[[ Provided data, beginning ]]

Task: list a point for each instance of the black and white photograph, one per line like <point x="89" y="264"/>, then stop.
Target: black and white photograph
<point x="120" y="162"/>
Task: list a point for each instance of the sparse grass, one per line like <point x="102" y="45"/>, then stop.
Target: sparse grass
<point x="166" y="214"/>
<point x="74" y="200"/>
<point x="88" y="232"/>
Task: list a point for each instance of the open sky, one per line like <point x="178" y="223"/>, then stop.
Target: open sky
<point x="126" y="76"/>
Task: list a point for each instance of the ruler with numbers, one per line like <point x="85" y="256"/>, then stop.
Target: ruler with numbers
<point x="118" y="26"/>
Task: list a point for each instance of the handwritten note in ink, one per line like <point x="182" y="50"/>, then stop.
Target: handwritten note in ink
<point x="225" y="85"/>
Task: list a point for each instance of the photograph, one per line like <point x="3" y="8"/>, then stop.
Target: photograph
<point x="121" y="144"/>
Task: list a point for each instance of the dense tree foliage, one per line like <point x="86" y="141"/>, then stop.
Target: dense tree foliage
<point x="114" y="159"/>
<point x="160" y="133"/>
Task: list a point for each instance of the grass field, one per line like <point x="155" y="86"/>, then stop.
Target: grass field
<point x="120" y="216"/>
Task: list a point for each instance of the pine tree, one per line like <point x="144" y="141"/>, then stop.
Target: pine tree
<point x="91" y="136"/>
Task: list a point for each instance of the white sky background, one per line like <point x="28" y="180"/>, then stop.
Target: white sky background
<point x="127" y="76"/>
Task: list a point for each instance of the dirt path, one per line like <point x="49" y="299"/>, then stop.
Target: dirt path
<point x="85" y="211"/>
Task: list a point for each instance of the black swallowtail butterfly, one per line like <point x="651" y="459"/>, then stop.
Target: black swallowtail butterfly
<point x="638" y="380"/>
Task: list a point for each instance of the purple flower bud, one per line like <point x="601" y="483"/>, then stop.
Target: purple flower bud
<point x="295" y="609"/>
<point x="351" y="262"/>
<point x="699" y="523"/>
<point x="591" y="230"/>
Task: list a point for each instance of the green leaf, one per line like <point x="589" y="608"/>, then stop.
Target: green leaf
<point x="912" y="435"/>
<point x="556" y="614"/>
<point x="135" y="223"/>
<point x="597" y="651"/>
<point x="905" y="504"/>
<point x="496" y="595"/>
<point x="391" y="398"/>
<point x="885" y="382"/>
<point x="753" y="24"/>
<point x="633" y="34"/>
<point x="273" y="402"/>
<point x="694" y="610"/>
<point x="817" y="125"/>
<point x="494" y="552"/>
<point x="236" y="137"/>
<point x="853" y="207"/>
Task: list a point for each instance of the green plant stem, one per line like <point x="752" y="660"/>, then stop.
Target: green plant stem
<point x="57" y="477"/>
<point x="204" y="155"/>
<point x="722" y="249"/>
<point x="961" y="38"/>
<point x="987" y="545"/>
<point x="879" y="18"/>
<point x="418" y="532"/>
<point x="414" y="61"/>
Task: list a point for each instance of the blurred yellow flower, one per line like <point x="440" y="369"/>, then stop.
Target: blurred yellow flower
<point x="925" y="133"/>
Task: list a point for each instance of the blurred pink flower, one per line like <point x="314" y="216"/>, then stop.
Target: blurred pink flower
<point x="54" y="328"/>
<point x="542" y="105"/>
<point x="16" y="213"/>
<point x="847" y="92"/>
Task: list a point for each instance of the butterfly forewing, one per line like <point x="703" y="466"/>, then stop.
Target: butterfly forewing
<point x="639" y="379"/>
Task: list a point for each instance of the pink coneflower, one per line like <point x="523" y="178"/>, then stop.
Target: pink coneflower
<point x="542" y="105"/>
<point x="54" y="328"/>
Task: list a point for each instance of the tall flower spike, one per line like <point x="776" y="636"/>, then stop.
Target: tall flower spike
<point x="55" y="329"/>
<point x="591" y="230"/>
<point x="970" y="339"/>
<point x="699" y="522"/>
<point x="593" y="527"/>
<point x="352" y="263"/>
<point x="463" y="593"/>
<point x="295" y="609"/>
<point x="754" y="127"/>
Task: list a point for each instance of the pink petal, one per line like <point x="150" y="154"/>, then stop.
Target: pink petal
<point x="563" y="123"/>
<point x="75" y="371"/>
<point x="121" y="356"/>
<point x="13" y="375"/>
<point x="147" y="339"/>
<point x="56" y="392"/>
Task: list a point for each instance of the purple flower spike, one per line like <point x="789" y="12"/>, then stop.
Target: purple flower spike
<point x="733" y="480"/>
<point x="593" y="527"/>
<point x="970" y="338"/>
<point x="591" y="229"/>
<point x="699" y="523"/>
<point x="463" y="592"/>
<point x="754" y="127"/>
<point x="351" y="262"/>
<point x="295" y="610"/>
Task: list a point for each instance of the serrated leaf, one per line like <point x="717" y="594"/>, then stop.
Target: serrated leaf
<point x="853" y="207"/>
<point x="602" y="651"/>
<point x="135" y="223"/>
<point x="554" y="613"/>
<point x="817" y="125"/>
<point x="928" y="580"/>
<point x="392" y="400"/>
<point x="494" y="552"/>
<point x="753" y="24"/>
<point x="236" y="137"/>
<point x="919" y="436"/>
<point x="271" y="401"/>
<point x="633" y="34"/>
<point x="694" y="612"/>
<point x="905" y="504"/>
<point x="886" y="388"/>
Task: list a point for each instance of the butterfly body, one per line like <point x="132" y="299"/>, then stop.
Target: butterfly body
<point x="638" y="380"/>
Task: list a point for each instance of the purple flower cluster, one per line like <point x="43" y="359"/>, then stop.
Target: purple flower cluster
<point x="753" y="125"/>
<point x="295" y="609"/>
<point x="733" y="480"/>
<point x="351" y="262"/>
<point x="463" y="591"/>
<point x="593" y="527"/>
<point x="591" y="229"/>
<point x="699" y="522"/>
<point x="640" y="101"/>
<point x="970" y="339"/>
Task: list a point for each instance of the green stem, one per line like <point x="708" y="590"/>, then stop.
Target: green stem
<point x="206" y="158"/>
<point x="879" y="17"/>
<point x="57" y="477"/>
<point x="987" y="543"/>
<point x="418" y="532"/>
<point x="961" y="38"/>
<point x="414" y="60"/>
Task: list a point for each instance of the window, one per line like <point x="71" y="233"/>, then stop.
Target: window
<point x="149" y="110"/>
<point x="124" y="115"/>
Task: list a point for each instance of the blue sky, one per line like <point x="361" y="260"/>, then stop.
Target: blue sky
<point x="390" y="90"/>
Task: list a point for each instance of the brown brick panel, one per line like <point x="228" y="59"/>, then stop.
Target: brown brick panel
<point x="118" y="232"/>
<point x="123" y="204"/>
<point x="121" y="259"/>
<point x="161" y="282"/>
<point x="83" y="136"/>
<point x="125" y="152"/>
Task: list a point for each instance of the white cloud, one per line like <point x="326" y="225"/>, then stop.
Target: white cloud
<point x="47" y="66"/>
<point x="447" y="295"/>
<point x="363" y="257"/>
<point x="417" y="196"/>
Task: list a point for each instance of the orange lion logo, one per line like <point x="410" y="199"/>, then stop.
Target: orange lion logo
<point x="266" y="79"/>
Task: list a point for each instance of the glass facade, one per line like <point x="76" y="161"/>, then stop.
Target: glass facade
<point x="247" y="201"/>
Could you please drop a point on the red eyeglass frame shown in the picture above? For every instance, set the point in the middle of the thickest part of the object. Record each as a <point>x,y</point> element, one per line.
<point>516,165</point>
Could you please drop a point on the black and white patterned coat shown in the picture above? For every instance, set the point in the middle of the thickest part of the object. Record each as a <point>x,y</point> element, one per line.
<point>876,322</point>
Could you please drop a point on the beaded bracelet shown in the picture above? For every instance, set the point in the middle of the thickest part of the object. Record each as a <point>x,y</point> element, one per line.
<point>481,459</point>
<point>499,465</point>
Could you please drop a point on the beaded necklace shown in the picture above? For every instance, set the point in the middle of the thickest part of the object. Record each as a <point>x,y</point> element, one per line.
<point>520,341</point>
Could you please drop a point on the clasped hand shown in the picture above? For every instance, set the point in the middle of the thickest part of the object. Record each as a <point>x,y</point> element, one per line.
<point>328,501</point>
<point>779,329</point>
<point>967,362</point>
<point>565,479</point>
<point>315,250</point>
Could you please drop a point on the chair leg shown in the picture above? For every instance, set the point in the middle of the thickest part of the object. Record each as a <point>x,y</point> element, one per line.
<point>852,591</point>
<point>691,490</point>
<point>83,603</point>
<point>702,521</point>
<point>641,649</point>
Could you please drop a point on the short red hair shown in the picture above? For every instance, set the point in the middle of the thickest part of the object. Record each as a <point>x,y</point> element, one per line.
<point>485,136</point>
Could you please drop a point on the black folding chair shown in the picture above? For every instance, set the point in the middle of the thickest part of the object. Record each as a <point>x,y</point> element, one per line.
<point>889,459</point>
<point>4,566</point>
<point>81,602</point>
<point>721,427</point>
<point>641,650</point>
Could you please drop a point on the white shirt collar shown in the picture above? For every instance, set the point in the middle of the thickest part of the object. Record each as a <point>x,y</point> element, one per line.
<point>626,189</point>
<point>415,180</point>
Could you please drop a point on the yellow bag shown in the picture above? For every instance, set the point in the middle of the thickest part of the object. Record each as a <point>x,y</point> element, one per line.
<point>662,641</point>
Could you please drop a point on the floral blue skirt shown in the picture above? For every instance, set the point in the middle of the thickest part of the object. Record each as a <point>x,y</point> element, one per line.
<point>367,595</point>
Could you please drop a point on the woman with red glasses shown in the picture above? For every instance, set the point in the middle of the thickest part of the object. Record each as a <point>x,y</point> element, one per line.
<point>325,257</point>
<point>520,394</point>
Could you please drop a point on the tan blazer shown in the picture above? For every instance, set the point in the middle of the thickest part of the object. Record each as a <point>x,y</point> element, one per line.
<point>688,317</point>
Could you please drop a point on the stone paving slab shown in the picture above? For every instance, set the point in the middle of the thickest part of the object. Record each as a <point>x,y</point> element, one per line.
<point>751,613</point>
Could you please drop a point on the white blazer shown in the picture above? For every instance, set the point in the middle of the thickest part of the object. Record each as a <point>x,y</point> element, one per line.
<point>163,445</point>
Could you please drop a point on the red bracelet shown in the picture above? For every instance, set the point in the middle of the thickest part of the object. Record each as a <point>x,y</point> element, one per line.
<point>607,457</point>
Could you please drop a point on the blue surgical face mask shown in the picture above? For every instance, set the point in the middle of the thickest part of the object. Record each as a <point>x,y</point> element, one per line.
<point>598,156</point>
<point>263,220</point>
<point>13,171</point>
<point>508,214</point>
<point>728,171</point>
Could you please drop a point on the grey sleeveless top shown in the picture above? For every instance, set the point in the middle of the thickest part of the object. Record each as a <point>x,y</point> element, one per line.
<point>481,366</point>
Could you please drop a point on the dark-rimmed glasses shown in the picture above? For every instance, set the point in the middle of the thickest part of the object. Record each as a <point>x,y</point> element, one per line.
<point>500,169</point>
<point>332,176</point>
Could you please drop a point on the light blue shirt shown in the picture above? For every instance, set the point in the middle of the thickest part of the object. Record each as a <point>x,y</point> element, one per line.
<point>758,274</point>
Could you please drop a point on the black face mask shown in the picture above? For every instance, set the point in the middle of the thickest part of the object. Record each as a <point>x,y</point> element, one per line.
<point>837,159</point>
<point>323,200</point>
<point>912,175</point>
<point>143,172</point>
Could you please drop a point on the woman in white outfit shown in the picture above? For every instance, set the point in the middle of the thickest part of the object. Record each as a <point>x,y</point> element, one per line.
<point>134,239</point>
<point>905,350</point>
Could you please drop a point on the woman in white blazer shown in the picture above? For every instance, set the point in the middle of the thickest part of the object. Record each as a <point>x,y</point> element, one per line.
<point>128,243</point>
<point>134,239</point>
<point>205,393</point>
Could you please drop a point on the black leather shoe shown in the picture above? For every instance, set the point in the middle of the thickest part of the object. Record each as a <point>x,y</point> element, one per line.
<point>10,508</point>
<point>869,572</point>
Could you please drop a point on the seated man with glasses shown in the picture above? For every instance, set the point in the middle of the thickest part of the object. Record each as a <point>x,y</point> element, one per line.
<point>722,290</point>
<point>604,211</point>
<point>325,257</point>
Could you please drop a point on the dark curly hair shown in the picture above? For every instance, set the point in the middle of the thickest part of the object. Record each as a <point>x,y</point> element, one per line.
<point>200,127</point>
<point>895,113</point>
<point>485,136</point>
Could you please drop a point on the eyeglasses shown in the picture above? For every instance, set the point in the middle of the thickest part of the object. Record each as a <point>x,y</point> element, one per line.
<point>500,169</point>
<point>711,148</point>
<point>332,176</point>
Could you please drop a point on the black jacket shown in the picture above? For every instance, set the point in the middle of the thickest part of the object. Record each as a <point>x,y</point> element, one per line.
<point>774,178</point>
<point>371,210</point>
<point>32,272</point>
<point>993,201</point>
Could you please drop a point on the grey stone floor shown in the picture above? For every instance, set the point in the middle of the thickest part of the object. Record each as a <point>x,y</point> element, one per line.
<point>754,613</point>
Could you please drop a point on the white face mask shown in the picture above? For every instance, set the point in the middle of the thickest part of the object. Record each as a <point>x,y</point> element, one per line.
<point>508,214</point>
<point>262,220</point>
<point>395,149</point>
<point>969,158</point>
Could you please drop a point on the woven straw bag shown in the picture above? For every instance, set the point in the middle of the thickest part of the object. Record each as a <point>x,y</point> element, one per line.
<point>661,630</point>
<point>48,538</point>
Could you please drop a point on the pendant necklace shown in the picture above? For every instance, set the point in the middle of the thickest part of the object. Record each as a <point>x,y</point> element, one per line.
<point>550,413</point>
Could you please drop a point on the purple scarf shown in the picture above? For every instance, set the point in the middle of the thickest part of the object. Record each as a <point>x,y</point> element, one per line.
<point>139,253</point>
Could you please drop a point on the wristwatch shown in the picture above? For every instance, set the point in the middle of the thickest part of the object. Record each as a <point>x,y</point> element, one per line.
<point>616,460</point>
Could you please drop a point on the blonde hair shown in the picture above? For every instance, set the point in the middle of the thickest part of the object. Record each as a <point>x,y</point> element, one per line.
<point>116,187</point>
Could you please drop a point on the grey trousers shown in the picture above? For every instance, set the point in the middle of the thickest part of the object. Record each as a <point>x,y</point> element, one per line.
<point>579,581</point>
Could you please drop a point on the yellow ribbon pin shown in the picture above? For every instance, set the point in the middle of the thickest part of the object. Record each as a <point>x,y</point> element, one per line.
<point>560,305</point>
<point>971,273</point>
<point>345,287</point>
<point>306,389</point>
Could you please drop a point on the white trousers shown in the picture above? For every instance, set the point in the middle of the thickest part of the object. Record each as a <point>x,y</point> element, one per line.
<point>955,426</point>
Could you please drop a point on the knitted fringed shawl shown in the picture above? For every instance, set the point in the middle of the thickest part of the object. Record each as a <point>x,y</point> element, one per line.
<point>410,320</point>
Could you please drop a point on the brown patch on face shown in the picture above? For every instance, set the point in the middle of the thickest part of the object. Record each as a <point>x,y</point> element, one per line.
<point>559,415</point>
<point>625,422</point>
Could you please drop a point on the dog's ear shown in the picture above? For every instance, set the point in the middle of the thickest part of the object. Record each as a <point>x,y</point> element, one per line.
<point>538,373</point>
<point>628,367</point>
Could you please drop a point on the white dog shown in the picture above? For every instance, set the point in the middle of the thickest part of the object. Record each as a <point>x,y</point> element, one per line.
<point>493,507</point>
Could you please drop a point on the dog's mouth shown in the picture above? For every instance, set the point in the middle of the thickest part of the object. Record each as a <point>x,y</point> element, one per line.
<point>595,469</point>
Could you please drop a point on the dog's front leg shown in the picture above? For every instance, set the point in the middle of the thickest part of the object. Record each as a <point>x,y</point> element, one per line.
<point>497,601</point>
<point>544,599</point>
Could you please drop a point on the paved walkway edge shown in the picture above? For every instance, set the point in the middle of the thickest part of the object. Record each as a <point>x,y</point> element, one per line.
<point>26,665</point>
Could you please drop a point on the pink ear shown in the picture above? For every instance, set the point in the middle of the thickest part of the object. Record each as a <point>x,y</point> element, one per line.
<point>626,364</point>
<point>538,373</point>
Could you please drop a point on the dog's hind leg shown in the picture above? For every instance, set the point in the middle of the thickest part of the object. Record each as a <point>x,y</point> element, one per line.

[[ Provided data, end ]]

*Your assignment*
Copy out the range of lines above starting at the line with "Target: green stem" and ending at the line with "Task: list a point for each instance of the brown", exactly and including both.

*Written answer*
Target: green stem
<point x="206" y="158"/>
<point x="879" y="17"/>
<point x="57" y="477"/>
<point x="987" y="543"/>
<point x="418" y="532"/>
<point x="961" y="38"/>
<point x="414" y="60"/>
Task: list a point for each instance of the window, one per line like <point x="71" y="233"/>, then stop.
Target: window
<point x="149" y="110"/>
<point x="124" y="115"/>
Task: list a point for each instance of the blue sky, one per line like <point x="361" y="260"/>, then stop.
Target: blue sky
<point x="390" y="90"/>
Task: list a point for each instance of the brown brick panel, one per line like <point x="228" y="59"/>, then stop.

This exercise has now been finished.